## The exercise
In the forum thread below about falling house prices, who said that house prices may fall?
+++ Text block +++
# House Prices May Fall



## PeteBurns (16 Jun 2004)

"House prices may fall"  says the governor of the Bank of England.

news.bbc.co.uk/1/hi/business/3806961.stm

Did anyone hear this news item?  If house prices fall in the UK, would that have any knock-on effect on us?


----------



## gimme (17 Jun 2004)

*house prices*

Of course it will effect here.


----------



## yaddayadda (17 Jun 2004)

*house prices*

Clever fellow that Governor, being able to predict that prices might fall.  I've just heard another prediction - prices might rise.  Now, I wonder who's right?


----------



## MAC (17 Jun 2004)

*Please be sensitive *

Hey Pete,

Please be sensitive to other people feelings when posting. There's at least 147 people out there who don't like those throwaway comments

[broken link removed]

MAC


----------



## Guest (17 Jun 2004)

This topic about analysts might be pertinent in this context:


----------



## PeteBurns (17 Jun 2004)

QUOTE: "Clever fellow that Governor, being able to predict that prices might fall. I've just heard another prediction - prices might rise. Now, I wonder who's right?"

Yes, I realise analysts predictions can vary wildly.  Though when the governor of the Bank of England makes a prediction about house prices it does give the prediction a little more gravitas.


----------



## Gov (18 Jun 2004)

*direction*

He is in the best position to know whether interest rates are going to go north and how quickly they will go up, so he has to be taken seriously I think


----------



## Guest (18 Jun 2004)

No matter how much gravitas he has he still can't predict the future any better than you or I or Mystic Meg...


----------



## N0elC (18 Jun 2004)

From my own limited knowledge of economics, I don't think the Bank of England has had a direct influence on interest rates in Ireland since, oooh, 1979 ?

I could be wrong, though.
+++ Records +++
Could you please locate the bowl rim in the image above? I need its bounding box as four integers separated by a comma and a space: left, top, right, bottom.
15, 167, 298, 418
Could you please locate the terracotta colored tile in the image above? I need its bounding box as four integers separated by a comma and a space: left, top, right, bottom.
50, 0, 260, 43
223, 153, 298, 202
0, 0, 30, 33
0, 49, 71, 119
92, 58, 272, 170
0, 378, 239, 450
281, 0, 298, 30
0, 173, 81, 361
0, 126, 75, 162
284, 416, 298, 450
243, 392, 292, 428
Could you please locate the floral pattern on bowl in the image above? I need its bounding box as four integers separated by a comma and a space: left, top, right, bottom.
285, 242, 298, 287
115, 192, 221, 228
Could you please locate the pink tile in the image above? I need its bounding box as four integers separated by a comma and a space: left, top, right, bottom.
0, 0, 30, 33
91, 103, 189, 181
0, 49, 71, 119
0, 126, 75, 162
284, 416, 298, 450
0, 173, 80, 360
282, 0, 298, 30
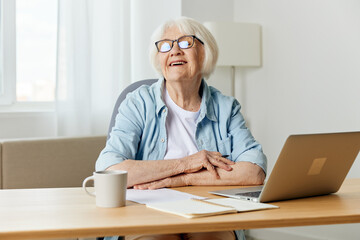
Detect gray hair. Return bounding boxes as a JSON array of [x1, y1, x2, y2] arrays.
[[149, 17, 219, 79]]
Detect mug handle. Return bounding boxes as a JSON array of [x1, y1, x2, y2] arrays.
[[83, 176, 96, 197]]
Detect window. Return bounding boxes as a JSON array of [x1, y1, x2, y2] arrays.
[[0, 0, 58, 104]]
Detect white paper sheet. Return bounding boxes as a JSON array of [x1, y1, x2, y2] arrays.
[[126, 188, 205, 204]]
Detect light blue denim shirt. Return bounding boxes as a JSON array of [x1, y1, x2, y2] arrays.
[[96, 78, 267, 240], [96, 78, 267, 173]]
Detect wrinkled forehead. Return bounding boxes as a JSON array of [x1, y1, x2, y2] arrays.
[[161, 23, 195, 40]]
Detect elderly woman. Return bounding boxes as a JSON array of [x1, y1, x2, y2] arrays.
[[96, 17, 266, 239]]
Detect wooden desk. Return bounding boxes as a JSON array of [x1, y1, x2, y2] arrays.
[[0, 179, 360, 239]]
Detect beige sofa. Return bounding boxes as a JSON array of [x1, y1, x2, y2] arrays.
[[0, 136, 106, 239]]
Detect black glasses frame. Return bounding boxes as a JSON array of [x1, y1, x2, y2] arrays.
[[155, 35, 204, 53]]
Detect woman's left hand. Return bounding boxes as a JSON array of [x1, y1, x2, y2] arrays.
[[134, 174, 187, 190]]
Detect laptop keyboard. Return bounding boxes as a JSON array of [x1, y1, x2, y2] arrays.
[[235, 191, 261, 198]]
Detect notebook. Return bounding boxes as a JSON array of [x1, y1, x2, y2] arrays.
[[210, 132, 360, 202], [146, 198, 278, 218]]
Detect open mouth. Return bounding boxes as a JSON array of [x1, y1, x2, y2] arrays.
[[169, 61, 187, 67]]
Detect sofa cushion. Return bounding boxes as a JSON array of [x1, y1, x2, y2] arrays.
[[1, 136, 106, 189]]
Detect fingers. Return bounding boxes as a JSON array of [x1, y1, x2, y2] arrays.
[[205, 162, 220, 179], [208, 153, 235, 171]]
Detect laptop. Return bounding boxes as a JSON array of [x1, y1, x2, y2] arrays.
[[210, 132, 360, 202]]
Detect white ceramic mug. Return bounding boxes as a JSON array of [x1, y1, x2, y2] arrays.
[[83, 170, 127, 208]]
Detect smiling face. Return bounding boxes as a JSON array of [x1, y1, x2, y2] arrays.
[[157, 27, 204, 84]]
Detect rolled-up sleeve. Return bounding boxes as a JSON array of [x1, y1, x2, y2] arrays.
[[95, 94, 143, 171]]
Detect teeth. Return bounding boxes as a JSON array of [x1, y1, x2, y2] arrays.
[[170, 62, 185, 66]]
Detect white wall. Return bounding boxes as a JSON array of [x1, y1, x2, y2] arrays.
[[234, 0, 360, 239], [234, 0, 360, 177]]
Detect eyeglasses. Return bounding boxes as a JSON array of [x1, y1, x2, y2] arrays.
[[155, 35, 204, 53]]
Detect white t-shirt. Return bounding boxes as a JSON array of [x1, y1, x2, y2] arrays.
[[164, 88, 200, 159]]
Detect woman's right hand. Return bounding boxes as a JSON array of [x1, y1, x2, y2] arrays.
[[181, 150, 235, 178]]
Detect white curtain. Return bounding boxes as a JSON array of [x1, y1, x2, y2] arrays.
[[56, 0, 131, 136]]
+++
+++ Records +++
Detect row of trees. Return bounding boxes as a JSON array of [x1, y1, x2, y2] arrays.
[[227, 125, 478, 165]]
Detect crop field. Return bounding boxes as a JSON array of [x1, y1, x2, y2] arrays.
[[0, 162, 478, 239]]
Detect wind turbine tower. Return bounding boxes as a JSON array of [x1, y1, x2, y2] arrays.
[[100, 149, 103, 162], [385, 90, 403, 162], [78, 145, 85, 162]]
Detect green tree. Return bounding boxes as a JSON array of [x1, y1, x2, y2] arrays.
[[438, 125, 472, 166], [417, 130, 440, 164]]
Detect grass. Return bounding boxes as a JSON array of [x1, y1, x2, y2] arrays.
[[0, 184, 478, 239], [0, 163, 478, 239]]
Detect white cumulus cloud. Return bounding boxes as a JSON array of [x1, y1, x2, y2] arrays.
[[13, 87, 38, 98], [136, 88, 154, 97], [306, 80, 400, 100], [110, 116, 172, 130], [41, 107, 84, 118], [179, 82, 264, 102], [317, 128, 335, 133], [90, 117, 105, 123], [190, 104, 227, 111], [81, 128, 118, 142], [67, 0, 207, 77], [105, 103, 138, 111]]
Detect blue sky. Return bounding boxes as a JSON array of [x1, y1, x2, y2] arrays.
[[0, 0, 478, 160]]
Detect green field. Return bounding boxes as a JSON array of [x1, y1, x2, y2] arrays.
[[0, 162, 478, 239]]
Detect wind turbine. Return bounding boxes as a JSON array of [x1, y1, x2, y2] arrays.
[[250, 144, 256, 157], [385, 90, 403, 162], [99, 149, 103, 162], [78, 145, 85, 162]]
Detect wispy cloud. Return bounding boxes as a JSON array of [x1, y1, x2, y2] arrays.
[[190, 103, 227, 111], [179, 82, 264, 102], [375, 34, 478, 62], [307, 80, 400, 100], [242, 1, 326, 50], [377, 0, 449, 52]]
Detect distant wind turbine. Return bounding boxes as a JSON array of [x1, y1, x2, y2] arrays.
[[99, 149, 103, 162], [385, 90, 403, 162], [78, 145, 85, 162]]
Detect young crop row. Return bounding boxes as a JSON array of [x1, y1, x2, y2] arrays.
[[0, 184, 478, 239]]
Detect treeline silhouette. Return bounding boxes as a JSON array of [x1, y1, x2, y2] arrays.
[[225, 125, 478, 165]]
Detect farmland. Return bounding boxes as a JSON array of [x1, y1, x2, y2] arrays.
+++
## Exercise answer
The governor of the Bank of England.